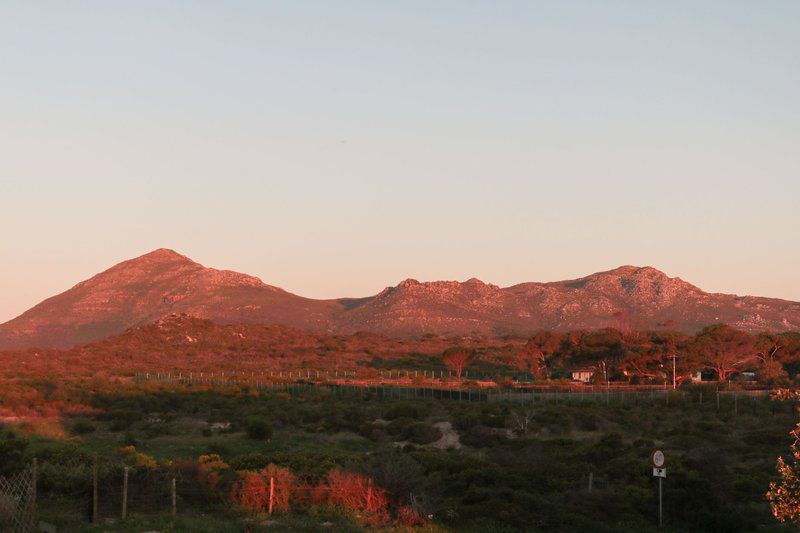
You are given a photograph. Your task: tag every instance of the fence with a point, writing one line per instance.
(74, 492)
(733, 400)
(18, 501)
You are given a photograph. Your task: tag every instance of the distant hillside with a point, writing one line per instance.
(142, 290)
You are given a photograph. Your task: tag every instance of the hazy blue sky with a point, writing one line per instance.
(334, 148)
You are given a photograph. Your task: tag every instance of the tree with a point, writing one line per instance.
(767, 349)
(724, 349)
(537, 352)
(457, 358)
(784, 494)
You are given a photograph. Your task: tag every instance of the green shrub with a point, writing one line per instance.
(258, 428)
(422, 433)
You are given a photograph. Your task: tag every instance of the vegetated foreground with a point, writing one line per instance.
(455, 466)
(364, 459)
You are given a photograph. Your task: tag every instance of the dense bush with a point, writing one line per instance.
(258, 428)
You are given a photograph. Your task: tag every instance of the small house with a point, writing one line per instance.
(583, 374)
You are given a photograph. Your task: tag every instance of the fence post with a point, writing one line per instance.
(271, 493)
(34, 478)
(94, 491)
(125, 493)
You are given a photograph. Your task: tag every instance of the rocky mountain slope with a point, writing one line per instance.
(145, 289)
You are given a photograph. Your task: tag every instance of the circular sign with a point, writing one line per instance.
(658, 458)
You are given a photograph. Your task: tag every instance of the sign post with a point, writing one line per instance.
(658, 459)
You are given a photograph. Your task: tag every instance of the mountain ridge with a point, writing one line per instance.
(162, 282)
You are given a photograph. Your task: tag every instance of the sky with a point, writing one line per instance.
(336, 148)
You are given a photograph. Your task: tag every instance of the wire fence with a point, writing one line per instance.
(18, 502)
(74, 492)
(734, 400)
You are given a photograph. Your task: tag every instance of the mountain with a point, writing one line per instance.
(149, 287)
(163, 282)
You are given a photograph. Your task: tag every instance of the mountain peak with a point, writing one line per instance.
(162, 255)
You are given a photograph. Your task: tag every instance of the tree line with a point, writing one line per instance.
(719, 352)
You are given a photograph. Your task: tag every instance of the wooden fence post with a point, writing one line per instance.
(34, 481)
(125, 493)
(271, 493)
(94, 491)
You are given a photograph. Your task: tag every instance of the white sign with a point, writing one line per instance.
(658, 458)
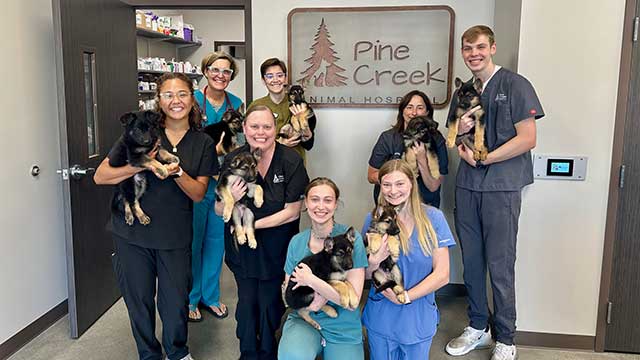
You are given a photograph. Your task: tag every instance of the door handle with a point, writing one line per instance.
(76, 171)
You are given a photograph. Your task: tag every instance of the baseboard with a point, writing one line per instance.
(560, 341)
(17, 341)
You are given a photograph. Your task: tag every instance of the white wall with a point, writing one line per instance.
(345, 137)
(32, 265)
(573, 60)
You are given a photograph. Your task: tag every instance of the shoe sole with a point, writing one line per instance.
(480, 347)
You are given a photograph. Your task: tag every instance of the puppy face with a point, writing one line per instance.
(384, 220)
(468, 94)
(341, 249)
(420, 128)
(296, 95)
(245, 165)
(234, 119)
(141, 128)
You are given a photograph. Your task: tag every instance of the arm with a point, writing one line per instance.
(524, 141)
(109, 175)
(290, 212)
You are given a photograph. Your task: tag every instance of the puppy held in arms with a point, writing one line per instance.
(243, 166)
(424, 130)
(331, 265)
(141, 138)
(388, 275)
(301, 124)
(227, 129)
(468, 97)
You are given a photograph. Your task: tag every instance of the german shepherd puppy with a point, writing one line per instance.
(230, 125)
(425, 130)
(244, 166)
(388, 274)
(331, 265)
(298, 123)
(468, 96)
(141, 136)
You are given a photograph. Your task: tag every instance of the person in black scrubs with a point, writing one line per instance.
(391, 146)
(259, 272)
(161, 251)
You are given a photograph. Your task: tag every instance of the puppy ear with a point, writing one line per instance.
(351, 235)
(328, 244)
(127, 118)
(257, 154)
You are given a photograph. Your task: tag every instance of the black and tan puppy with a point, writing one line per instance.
(243, 166)
(425, 130)
(468, 97)
(141, 136)
(230, 125)
(331, 265)
(388, 274)
(298, 124)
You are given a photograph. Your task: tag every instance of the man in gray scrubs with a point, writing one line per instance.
(488, 195)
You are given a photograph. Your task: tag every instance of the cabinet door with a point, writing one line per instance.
(96, 75)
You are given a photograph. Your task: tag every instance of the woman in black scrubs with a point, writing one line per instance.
(259, 272)
(161, 251)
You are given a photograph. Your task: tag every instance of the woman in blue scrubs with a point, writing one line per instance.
(208, 237)
(405, 331)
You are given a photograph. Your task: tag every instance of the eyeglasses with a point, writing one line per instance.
(182, 95)
(271, 76)
(217, 71)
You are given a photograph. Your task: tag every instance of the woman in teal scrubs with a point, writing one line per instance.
(208, 228)
(405, 330)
---------------
*INSTRUCTIONS TO FOLLOW*. Only the pictures are to be omitted; restate everything else above exactly.

*YOUR RESPONSE*.
You are given a photograph. Your task: tag every instance of the fence with a point, writing one line per instance.
(74, 492)
(733, 400)
(18, 501)
You are given a photograph. Your task: tag every instance of the distant hillside with a point, writing one line per instance.
(142, 290)
You are given a photograph. Your task: tag every instance of the hazy blue sky with a point, writing one line per instance.
(334, 148)
You are given a photograph. Your task: tag every instance of the tree with a point, writing one line per instance.
(767, 349)
(724, 349)
(537, 352)
(457, 358)
(784, 494)
You are given a photograph. Your task: tag every instance of the green shrub with a point, writing one line per instance.
(258, 428)
(422, 433)
You are given a photograph. Your task: tag every instance of the vegetated foreground with a point, writing one line per instance.
(455, 466)
(364, 459)
You are given a photograph. Your task: tag every instance of the dense bush with a point, writing one line per instance.
(258, 428)
You are given a photograph. Your task: tag every instance of the small house with a point, writing one line per instance.
(583, 374)
You are given a photograph. Your task: tag every instance of the fence post with a point, writing one line per instance.
(271, 493)
(34, 478)
(94, 491)
(125, 493)
You are given a photograph. Your task: tag every instance of the rocky mountain slope with a point, writing one line per instance.
(145, 289)
You are given a photograph. Your task: tag every instance of the circular sign with a point, writing one line per instance.
(658, 458)
You are given a photograph. Your task: tag every instance of the sign post with a point, writing one line per instance.
(658, 459)
You are given a photograph. Your task: tag every instance of the mountain ridge with a point, writing one line per instance.
(162, 282)
You are given a photograph. Your task: tag every instance of the sky with a point, writing one line per instance.
(336, 148)
You are given a photograph. Your task: tag every instance of the wire fence with a point, writing one line per instance.
(18, 502)
(74, 492)
(734, 400)
You are given a photograph. Your task: tag every instance of the mountain with a point, writing one line per instance.
(149, 287)
(163, 282)
You are given a photograph. Your task: tag every instance of the mountain peak with a point, writing one line per instance.
(162, 255)
You are given a photograph. Your task: tag every instance of the tree line with a point, writing one line per instance.
(719, 352)
You are given a photograph. Your task: tag every instance of the wooden fence post with a point, writing one line per instance.
(34, 481)
(125, 493)
(271, 493)
(94, 491)
You are given a photograph. Your task: tag every instance of the white sign with a point, writing one line per instance.
(658, 458)
You are given a photograph. Your task: tag every instance of the door handle with a point, writing one line per instance.
(76, 171)
You are given a photograph. Your task: tag every instance of the baseboard with a point, writing one line per instance.
(560, 341)
(17, 341)
You are given a photograph. Your task: tag every instance of the white wall with a point, writing one line per instance.
(345, 137)
(32, 265)
(573, 60)
You are given a photograph. Your task: tag every instance of the shoe sole with a point, writing one line per instance.
(480, 347)
You are given a photograph. Your task: tag every instance of the puppy face with a point, writing one line per instance.
(384, 220)
(468, 94)
(341, 249)
(420, 128)
(296, 95)
(245, 165)
(234, 119)
(141, 128)
You are given a photograph. Your task: tag every instance of the arm with a point, writing one line per instance.
(524, 141)
(109, 175)
(290, 212)
You are given a photograph. Your task: tag every instance of the puppy held in arms with a point, writing one line per instance.
(243, 166)
(424, 130)
(331, 265)
(141, 138)
(388, 275)
(301, 124)
(227, 129)
(468, 97)
You are given a photograph. Your task: tag every instance of the german shepherd puppy with a point, writing one line per instance.
(230, 125)
(425, 130)
(244, 166)
(388, 274)
(331, 265)
(298, 123)
(468, 96)
(141, 136)
You are given a photograph. Your task: tag every instance of the person in black scrubs with a point, writing one line per instance.
(391, 146)
(259, 272)
(161, 251)
You are given a photograph. Your task: tag every instance of the puppy ear with a point, writing one line per instance.
(351, 235)
(328, 244)
(127, 118)
(257, 154)
You are given a photograph. Your task: tag every instance of the black and tan puppy with a point, writing one line per instance.
(243, 166)
(425, 130)
(468, 97)
(141, 136)
(230, 125)
(331, 265)
(388, 274)
(298, 124)
You are given a photograph. Your task: tag every instance of the man in gray scrubs with a point, writing one line per instance.
(488, 195)
You are given a photograph. Your task: tag every instance of the cabinet door with a point, writing one line per instance.
(96, 75)
You are given a photograph. Your task: tag every instance of the woman in black scrubs with a point, writing one line per instance.
(259, 272)
(161, 251)
You are given a photograph. Your task: tag every instance of the woman in blue scrubs with a point, writing one line per instance.
(208, 237)
(405, 331)
You are given a photograph. Your task: tag every instance of the eyeglasses with a point, writing one line per instance.
(182, 95)
(271, 76)
(217, 71)
You are given a photograph. Your task: tag every instance of the woman in teal scrubs with a point, writing one line per instance.
(208, 228)
(405, 330)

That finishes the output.